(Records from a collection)
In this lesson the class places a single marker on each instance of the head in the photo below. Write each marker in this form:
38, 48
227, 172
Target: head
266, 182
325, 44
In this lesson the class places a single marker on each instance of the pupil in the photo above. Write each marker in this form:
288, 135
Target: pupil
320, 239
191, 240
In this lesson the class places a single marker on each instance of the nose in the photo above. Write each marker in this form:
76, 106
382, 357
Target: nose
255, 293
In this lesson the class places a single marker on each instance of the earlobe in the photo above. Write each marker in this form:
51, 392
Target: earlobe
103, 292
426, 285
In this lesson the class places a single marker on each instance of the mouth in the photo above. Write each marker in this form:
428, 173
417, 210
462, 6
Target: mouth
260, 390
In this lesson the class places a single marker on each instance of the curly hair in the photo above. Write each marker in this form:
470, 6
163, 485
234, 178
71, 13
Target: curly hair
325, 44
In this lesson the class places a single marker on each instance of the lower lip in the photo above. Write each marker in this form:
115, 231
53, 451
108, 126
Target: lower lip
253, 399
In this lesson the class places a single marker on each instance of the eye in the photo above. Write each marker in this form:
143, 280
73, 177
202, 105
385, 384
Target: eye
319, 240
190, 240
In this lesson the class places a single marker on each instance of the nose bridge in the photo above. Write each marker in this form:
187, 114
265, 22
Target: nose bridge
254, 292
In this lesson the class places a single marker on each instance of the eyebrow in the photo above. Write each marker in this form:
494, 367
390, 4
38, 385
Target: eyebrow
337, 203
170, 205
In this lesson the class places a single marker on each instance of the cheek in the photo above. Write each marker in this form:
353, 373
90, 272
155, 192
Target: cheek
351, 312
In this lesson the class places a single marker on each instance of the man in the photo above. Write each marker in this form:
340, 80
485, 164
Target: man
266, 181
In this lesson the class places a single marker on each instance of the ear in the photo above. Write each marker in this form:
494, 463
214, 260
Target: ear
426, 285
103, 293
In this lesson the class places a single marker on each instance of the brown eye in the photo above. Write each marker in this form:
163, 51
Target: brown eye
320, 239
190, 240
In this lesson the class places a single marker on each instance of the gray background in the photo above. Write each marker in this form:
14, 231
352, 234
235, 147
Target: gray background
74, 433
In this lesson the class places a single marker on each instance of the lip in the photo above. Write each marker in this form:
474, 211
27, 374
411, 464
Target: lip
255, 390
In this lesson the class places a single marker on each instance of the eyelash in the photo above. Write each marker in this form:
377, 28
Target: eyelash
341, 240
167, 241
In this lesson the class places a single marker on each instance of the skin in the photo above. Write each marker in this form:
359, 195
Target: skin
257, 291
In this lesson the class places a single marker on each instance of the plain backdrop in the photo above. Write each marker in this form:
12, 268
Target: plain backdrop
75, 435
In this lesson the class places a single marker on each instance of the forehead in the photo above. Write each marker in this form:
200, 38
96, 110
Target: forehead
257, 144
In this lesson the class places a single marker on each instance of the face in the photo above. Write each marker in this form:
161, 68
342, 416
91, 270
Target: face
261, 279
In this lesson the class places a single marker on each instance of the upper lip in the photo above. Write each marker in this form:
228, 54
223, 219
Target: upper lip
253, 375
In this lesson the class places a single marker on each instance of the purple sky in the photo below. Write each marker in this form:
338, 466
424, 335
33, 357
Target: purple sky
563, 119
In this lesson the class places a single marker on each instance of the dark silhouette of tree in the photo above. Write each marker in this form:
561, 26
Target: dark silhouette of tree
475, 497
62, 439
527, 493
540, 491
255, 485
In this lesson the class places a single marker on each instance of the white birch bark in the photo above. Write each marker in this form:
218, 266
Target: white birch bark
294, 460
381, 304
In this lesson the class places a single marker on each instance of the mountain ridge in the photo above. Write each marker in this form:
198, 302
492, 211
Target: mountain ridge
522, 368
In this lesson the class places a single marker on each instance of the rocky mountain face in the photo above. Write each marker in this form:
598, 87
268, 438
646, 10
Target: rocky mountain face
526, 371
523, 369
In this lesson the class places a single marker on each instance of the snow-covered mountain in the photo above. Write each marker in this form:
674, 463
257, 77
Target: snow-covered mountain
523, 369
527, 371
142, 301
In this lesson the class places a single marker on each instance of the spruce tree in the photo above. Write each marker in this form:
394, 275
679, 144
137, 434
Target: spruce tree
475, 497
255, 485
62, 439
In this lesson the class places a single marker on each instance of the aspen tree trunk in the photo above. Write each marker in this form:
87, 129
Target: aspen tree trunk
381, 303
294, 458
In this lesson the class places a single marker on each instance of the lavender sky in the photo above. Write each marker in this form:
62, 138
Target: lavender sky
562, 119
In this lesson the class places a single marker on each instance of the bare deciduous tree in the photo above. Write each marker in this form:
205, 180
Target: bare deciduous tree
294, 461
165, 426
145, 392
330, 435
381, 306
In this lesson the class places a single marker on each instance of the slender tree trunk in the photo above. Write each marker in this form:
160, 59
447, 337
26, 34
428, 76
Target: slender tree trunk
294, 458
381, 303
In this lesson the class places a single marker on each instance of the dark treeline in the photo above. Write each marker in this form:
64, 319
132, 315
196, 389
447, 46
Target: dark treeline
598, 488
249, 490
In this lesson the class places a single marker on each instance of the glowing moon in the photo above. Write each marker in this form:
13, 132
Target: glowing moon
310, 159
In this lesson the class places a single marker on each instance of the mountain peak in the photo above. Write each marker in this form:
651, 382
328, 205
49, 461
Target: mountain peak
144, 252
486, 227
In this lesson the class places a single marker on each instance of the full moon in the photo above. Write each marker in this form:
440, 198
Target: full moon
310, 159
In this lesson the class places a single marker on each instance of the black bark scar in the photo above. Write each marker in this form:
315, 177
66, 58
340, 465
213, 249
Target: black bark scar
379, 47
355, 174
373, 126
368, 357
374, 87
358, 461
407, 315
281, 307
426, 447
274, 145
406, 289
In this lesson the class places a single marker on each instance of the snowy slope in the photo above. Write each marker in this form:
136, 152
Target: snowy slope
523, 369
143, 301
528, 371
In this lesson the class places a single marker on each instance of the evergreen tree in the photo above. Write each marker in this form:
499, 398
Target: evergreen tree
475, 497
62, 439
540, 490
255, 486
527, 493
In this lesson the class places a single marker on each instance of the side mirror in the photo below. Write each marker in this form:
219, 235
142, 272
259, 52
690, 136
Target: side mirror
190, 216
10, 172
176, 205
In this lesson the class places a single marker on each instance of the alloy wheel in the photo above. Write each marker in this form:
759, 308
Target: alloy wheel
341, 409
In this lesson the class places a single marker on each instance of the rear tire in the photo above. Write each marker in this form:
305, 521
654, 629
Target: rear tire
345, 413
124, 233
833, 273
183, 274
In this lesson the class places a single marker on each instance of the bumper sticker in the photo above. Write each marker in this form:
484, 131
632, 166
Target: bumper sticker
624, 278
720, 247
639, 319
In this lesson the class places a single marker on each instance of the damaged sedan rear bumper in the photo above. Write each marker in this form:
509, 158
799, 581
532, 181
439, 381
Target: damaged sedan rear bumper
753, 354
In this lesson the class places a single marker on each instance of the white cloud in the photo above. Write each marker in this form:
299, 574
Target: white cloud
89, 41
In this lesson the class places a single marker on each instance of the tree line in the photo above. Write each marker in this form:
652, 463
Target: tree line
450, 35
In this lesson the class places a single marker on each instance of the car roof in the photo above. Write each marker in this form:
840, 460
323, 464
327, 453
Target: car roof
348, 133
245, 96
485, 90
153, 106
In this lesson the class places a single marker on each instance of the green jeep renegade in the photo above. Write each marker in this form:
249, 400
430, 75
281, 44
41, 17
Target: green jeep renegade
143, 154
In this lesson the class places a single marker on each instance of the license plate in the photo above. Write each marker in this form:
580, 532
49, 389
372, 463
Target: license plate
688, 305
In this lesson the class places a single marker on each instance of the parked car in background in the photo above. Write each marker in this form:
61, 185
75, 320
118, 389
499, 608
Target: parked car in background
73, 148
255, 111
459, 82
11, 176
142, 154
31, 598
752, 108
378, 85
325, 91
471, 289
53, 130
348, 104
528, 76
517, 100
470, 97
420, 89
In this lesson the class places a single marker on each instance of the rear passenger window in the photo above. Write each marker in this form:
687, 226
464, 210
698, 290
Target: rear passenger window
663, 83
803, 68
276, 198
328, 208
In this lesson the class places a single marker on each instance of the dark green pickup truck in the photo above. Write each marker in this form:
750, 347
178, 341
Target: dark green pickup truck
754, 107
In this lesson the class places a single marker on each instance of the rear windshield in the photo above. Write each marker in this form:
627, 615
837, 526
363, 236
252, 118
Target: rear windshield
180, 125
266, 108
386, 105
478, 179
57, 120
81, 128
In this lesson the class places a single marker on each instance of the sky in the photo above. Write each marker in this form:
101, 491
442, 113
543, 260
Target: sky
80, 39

EXERCISE DIRECTIONS =>
Give a count of the lines above that include the word "below", and add nothing to it.

EXERCISE RESULT =>
3